### Directions
(a) Reproduce the passage of the estate planning guide that runs between "Here are a few" and "or income taxes.", inclusive.
(b) According to the estate planning guide, what is the minimum age to be eligible to make a qualified charitable distribution?

### Source extract
- - - - - - -
How to include the Haddonfield Outdoor Sculpture Trust in Estate Planning

Honor someone you love or celebrate a special event while managing your taxes efficiently, through a legacy gift to HOST.  A variety of estate planning tools reduce taxable income and estate taxes while preserving value, such as bequests, outright gifts, life insurance, donor-advised funds, charitable remainder trusts, and qualified charitable distributions. One of the easiest and most popular ways to enact charitable estate planning tools is through your will or a codicil to the will.  Always consult a tax or legal advisor before making any charitable gifts.  

Here are a few simple ways to include the Haddonfield Outdoor Sculpture Trust in your estate plan.

Simple Bequest

You give cash or unencumbered property to a charity at death.  The charitable deduction is unlimited for estate tax calculation purposes for property or interest in property.  Naming a charity as beneficiary of your traditional IRA avoids federal estate taxes or income taxes.

Outright Gifts

You transfer cash or title/ownership of property to a charitable organization. Deductions may be limited based on your adjusted gross income, type of property donated, use of the donated property, and other variables.  

Life Insurance

 Life insurance allows individuals, even of modest means, to leave a meaningful gift to the charity of their choice or a donor-advised fund.  It is an easy way to guarantee a bequest as a legacy, and may be structured to allow an individual to get an income tax charitable deduction for the premiums paid to fund the policy.

Donor-Advised Fund

Administered by a third party and created for the purpose of managing charitable donations on behalf of an organization, family or individual, a donor-advised fund offers the opportunity to create an easy-to-establish, low-cost, flexible vehicle for charitable giving as an alternative to direct giving or creating a private foundation.  HOST can provide this through The Haddonfield Foundation under the umbrella of the South Jersey Community Foundation.

Charitable Remainder Trust

You transfer property to HOST in exchange for a lifetime income.  The Trust sells the property and pays no tax on any capital gain, thereby enabling 100 percent of the proceeds to be available for reinvestment.  Had you sold the property and paid tax on the gain, there would be less money to provide an income stream.  You can receive an income tax deduction for the net fair market value of the property placed into the Trust, minus the present value of the payment stream.  When the Trust ends, its remaining assets pass to the charity.

Qualified Charitable Distribution

A QCD is a direct transfer of funds from your IRA custodian, payable to a qualified charity such as HOST.  QCDs can be counted toward satisfying your required minimum distributions (RMDs) for the year if certain rules are met.  In addition to the benefits of giving to charity, a QCD excludes the amount donated from taxable income, which is unlike regular withdrawals from an IRA.  Keeping your taxable income lower may reduce the impact to certain tax credits and deductions, including Social Security and Medicare.  You must be 70 ½ or older to be eligible to make a QCD.  The maximum annual amount that can qualify for a QCD is $100,000.  This applies to the sum of QCDs made to one or more charities in a single calendar year.
- - - - - - -
Items listed in a dataset
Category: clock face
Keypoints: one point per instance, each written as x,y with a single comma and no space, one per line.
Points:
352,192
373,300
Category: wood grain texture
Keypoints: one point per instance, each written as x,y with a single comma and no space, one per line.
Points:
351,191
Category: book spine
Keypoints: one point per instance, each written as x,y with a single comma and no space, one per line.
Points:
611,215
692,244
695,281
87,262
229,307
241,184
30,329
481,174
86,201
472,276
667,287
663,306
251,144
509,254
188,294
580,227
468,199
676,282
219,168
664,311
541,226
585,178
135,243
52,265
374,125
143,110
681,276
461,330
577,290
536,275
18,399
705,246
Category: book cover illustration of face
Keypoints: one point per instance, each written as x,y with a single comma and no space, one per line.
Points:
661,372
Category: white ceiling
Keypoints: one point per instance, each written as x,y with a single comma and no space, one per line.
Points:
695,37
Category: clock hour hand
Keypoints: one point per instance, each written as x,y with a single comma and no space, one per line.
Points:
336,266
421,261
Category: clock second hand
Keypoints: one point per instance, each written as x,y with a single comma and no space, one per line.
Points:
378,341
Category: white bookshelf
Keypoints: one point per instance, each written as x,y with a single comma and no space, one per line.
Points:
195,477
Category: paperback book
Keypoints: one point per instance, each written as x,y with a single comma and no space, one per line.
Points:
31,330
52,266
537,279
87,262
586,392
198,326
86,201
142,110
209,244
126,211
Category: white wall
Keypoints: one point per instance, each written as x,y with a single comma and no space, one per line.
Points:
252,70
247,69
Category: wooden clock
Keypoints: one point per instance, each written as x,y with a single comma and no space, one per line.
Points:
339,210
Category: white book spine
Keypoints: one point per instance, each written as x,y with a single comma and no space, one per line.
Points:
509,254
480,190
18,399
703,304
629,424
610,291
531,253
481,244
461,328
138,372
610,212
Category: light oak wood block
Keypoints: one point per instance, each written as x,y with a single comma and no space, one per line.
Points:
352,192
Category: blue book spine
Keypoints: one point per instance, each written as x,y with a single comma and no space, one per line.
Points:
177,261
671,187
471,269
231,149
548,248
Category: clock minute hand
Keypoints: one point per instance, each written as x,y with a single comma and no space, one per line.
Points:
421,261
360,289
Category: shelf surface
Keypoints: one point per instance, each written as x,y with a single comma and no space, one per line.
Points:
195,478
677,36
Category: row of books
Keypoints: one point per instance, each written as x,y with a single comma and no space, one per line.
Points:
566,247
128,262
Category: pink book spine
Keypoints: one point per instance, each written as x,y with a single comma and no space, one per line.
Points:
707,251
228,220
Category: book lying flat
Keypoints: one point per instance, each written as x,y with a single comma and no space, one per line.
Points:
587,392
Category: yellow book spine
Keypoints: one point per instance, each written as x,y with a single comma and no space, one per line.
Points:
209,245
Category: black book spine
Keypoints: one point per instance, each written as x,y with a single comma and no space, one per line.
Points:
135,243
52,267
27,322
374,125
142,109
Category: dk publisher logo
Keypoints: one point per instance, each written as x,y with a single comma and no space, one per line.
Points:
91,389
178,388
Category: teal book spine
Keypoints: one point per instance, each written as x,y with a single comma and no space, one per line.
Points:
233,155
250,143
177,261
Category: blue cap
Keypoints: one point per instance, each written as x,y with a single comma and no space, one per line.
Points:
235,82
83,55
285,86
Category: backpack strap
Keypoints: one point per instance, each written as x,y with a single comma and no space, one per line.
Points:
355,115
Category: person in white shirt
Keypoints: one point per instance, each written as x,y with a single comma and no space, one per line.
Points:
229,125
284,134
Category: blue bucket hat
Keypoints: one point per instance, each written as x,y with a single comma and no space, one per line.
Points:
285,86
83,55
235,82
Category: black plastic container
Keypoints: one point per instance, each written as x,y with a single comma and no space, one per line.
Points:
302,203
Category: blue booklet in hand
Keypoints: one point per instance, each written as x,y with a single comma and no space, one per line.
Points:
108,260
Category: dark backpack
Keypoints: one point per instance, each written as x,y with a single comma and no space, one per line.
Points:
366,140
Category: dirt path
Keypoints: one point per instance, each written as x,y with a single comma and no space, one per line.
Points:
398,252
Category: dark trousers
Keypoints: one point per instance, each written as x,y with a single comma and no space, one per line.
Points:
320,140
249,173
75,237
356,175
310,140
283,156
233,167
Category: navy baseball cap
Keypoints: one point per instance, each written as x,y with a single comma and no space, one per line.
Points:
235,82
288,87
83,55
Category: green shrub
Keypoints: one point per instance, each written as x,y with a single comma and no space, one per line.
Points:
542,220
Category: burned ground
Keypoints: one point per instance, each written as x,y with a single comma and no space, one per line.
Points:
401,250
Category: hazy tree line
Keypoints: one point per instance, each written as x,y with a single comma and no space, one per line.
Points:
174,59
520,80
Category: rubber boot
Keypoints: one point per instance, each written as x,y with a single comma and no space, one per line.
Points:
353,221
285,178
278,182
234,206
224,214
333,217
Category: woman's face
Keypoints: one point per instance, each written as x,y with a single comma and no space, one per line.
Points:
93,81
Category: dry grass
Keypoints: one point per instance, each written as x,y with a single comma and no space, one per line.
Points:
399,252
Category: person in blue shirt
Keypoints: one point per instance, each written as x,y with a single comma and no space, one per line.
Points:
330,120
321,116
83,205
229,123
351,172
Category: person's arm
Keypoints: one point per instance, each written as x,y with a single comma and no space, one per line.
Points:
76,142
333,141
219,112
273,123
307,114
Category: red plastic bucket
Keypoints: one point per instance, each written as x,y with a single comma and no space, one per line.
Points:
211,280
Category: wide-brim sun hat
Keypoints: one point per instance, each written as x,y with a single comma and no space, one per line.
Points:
- - - - - - -
### Responses per task
(a)
Here are a few simple ways to include the Haddonfield Outdoor Sculpture Trust in your estate plan.

Simple Bequest

You give cash or unencumbered property to a charity at death.  The charitable deduction is unlimited for estate tax calculation purposes for property or interest in property.  Naming a charity as beneficiary of your traditional IRA avoids federal estate taxes or income taxes.

(b) 70 ½